(Required actions):
1. The excerpted text on describing element relationships lists some terms that allow intervening elements to be present. Name all of those terms.
2. In the excerpted text on describing element relationships, what example is given of a small angular degree of variation for components called "substantially parallel" or "substantially perpendicular"?
3. Go on writing the excerpted text on describing element relationships from the point where it stops.

(Excerpted text):
»»

When an element or layer is referred to as being “on”, “engaged to”, “connected to” or “coupled to” another element, it may be directly on, engaged, connected or coupled to the other element, or intervening elements may be present. In contrast, when an element is referred to as being “directly on,” “directly engaged to”, “directly connected to” or “directly coupled to” another element, there may be no intervening elements or layers present. Other words used to describe the relationship between elements should be interpreted in a like fashion (e.g., “between” versus “directly between,” “adjacent” versus “directly adjacent,” etc.). As used herein, the term “and/or” includes any and all combinations of one or more of the associated listed items.
Additionally, in various embodiments, components described as being “substantially parallel” or “substantially perpendicular” with another component are understood to be exactly parallel/perpendicular to each other, or slightly angled from each other, within an acceptable range. In the latter instance, the acceptable range may be determined and/or defined as an angle that does not reduce or diminish the operation and/or function of the components described as being “substantially parallel” or “substantially perpendicular.” In non-limiting examples, components discussed herein as being “substantially parallel” or “substantially perpendicular,” may have no angular degree of variation (e.g., +/−0°), or alternatively, may have a small or minimal angular degree of variation (e.g., +/−15°). It is understood that the acceptable angular degree of variation discussed herein (e.g., +/−15°) is merely illustrative, and is not limiting.

««

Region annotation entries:

»»

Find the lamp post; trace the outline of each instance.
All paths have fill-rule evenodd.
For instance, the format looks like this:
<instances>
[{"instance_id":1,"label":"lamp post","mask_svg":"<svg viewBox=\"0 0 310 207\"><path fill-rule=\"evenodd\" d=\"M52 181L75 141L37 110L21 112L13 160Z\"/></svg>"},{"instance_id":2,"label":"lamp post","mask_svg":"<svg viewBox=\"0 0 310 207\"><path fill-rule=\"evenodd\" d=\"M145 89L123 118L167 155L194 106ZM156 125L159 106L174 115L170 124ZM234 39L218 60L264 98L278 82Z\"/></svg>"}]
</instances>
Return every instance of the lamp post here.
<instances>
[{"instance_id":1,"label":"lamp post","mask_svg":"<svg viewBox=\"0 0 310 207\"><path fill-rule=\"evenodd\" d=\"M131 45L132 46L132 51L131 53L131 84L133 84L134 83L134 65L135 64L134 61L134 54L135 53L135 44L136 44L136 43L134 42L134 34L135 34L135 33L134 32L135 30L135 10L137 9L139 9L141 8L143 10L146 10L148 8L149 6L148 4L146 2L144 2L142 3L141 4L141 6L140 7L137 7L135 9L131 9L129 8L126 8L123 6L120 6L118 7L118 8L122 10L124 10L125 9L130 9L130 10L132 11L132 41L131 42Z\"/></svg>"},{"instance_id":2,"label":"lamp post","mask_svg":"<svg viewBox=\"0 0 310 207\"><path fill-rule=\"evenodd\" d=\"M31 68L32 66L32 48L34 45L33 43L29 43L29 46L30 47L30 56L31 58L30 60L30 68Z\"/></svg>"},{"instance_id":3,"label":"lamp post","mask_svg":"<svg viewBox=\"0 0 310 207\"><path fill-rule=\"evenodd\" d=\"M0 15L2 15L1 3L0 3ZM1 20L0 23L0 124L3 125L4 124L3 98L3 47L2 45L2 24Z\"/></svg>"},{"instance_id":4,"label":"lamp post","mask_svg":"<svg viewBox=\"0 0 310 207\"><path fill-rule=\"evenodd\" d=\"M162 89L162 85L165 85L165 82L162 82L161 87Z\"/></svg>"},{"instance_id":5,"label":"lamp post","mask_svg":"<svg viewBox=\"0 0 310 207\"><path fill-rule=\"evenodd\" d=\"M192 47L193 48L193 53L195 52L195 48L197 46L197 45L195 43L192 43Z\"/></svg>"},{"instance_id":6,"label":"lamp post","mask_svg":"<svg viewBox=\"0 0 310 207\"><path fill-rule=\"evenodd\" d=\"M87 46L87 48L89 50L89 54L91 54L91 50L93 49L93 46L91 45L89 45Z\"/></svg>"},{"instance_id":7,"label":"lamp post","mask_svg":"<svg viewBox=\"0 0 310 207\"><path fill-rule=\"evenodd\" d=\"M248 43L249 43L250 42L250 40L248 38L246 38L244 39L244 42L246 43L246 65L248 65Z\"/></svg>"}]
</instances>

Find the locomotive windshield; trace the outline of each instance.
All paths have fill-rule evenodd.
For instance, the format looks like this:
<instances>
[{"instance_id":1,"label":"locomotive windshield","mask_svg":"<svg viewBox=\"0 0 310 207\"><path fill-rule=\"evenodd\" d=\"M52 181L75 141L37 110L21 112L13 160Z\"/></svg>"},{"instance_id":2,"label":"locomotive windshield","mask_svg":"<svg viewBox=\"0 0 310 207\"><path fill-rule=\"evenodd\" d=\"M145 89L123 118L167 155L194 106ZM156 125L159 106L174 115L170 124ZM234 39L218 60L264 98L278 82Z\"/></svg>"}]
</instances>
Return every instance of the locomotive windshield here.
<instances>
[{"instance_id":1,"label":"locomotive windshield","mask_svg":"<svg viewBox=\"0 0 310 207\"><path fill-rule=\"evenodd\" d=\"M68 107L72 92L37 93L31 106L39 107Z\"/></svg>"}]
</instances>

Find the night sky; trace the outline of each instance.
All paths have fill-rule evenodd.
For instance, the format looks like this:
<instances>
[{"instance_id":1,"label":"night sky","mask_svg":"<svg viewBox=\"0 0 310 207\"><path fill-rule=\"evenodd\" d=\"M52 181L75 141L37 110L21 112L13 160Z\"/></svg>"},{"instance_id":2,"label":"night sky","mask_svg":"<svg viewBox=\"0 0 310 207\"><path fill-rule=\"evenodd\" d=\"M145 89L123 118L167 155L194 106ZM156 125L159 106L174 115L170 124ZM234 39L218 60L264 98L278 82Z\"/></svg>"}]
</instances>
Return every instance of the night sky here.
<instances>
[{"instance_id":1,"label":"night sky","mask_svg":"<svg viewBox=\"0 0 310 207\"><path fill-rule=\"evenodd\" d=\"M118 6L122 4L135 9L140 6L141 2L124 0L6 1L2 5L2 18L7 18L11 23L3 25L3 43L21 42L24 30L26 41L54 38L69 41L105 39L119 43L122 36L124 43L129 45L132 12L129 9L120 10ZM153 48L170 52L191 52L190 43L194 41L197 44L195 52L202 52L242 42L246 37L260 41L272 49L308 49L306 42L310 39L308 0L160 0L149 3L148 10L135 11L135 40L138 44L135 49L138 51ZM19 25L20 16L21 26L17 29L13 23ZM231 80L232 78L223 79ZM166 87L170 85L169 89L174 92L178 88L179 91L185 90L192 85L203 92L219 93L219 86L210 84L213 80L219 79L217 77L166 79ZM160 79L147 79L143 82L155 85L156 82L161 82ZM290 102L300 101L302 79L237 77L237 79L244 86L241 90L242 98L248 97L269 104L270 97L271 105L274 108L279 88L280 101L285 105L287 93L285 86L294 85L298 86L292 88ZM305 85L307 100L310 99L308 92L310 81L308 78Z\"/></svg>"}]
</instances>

««

(Answers for the exercise):
1. "on", "engaged to", "connected to", "coupled to"

2. +/−15°

3.
The terminology used herein is for the purpose of describing particular embodiments only and is not intended to be limiting of the disclosure. As used herein, the singular forms “a”, “an” and “the” are intended to include the plural forms as well, unless the context clearly indicates otherwise. It will be further understood that the terms “comprises” and/or “comprising,” when used in this specification, specify the presence of stated features, integers, steps, operations, elements, and/or components, but do not preclude the presence or addition of one or more other features, integers, steps, operations, elements, components, and/or groups thereof.
This written description uses examples to disclose the invention, including the best mode, and also to enable any person skilled in the art to practice the invention, including making and using any devices or systems and performing any incorporated methods. The patentable scope of the invention is defined by the claims, and may include other examples that occur to those skilled in the art. Such other examples are intended to be within the scope of the claims if they have structural elements that do not differ from the literal language of the claims, or if they include equivalent structural elements with insubstantial differences from the literal languages of the claims.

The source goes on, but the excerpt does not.